## EXERCISE TASK
Gather every line of the entries below that contains the word "right". A line counts only if its capitalization matches.

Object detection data
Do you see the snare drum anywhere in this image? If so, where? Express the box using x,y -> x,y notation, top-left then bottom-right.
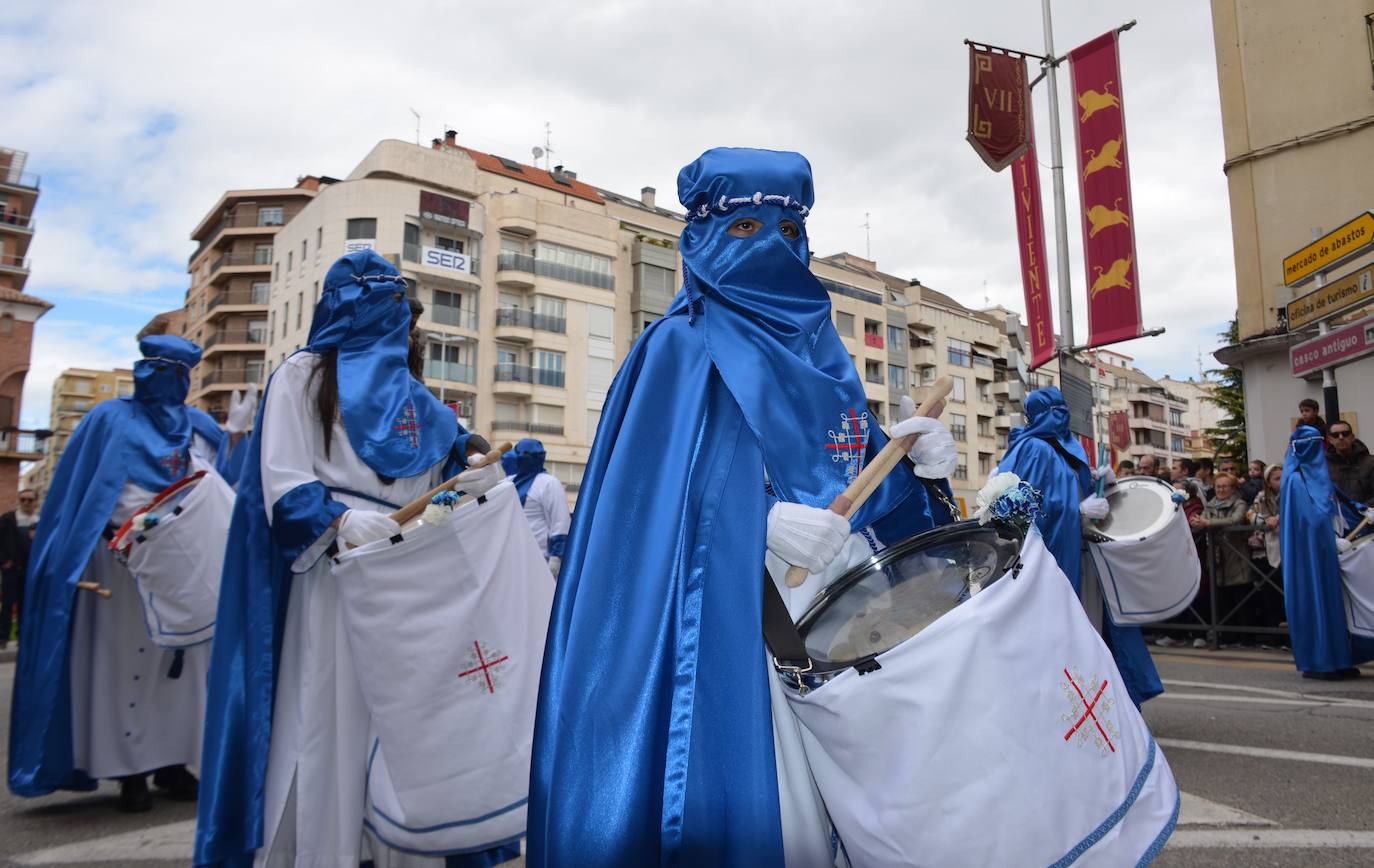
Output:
1084,477 -> 1202,626
782,522 -> 1179,868
110,470 -> 234,648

## RESULT FOR THIS TASK
Do you see the snare drum anywhere in this image? If so, where? Express the box using x,y -> x,y notation, top-left then bottom-right.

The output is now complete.